TEXT PROVIDED
------------------------

Are you the parent of an African American child aged 8-17 who has mild to moderate asthma? Your child may be able to participate in a research study to help learn more about the relationship between stress, genes, and responses to common asthma medications. Compensation for your time and travel is included.
Asthma is the most common respiratory disease in children. African American children are more likely to be diagnosed with asthma and more likely to experience severe asthma symptoms, but this relationship is not fully understood. Although medications can help some children with asthma manage their disease, treatments do not work for everyone.
The purpose of this study is to learn more about the relationship between stress, genes, and responses to common asthma medications in African American children who have mild to moderate asthma. Researchers hope their findings lead to better ways to manage asthma in children in the future.
COULD THIS STUDY BE RIGHT FOR YOUR CHILD?
- Ages 8-17
- Diagnosed with asthma by a physician
- Child has at least three biological African American grandparents
WHAT PARTICIPANTS CAN EXPECT
Participation involves four visits over up to two months. Study visits will include completion of breathing tests, nasal cell collection, blood draws to include genetic testing, and questionnaires. In addition, your child will receive an asthma inhaler and instructions for use, along with general asthma education. Some study visits can take place at the participant’s home.

------------------------

Records from a dataset
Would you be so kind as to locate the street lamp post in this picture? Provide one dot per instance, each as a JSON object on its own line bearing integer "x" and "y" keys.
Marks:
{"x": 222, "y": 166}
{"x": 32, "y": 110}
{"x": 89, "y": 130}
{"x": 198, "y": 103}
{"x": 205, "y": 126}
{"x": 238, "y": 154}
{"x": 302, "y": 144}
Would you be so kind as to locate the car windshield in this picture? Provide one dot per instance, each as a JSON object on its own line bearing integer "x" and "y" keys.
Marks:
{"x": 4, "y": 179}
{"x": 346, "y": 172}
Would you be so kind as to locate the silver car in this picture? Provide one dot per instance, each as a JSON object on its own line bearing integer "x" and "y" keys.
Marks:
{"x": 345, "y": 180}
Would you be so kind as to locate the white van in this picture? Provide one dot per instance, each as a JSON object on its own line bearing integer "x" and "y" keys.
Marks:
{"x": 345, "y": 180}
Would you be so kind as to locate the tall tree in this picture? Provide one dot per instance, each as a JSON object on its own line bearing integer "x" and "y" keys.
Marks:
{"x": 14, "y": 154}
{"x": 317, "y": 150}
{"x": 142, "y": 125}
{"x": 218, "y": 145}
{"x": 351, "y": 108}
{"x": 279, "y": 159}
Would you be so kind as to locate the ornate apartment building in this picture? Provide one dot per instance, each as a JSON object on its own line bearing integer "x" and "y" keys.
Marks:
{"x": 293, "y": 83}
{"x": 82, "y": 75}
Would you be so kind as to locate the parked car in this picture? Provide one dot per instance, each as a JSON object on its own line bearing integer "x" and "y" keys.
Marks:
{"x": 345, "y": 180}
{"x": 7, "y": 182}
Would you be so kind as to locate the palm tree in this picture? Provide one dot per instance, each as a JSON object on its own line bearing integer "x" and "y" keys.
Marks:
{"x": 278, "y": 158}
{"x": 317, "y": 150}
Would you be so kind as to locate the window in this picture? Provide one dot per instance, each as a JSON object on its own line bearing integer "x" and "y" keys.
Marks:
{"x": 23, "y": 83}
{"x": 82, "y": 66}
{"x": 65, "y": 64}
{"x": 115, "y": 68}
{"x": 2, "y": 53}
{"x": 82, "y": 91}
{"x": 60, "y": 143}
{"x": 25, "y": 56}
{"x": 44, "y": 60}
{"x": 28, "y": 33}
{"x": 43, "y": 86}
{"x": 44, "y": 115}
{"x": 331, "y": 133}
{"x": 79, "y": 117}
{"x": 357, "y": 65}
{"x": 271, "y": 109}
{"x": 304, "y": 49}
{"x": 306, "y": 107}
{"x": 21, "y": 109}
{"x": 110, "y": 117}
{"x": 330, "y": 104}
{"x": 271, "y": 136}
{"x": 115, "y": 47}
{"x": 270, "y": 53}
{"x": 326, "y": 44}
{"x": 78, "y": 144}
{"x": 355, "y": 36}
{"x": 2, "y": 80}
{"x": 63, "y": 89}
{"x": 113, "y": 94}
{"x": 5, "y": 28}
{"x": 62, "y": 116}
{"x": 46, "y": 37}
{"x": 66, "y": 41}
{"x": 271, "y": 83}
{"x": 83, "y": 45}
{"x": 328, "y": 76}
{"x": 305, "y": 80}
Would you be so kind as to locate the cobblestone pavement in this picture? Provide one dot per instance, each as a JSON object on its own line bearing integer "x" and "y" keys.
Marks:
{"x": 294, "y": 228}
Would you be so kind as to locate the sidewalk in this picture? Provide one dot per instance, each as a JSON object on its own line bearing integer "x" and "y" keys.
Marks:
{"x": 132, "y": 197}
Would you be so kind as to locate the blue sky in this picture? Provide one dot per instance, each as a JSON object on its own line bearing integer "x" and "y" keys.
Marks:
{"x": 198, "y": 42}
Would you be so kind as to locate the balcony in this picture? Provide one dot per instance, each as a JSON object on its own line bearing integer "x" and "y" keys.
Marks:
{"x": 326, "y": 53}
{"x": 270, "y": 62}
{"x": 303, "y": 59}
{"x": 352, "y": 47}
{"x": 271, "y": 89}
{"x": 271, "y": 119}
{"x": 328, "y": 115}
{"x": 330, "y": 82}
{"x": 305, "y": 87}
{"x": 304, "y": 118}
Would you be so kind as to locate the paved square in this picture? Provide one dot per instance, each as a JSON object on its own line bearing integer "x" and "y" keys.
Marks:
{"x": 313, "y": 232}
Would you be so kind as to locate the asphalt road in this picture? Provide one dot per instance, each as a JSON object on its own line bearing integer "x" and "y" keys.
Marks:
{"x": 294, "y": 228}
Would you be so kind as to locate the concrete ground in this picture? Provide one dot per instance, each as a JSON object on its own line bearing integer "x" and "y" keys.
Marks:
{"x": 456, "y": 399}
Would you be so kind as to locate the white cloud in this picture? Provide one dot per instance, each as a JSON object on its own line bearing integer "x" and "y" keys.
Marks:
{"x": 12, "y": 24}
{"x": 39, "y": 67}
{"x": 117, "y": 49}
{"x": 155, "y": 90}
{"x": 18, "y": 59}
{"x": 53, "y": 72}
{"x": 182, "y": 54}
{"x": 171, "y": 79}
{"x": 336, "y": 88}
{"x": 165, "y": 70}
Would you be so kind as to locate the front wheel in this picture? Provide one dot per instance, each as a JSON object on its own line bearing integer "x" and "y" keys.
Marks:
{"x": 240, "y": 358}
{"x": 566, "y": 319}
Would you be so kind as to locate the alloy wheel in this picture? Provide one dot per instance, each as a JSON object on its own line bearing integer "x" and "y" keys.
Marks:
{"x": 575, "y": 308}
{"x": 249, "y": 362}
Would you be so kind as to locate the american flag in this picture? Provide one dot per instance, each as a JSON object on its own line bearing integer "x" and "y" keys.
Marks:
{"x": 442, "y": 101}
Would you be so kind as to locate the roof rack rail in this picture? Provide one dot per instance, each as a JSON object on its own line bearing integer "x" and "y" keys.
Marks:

------------------------

Answer these questions from the asthma study notice above.
(a) What age range does the study accept?
(b) How many biological African American grandparents must a child have to qualify?
(c) How many visits does participation involve, and over what period?

OUTPUT BELOW
(a) Ages 8-17.
(b) At least three.
(c) Four visits over up to two months.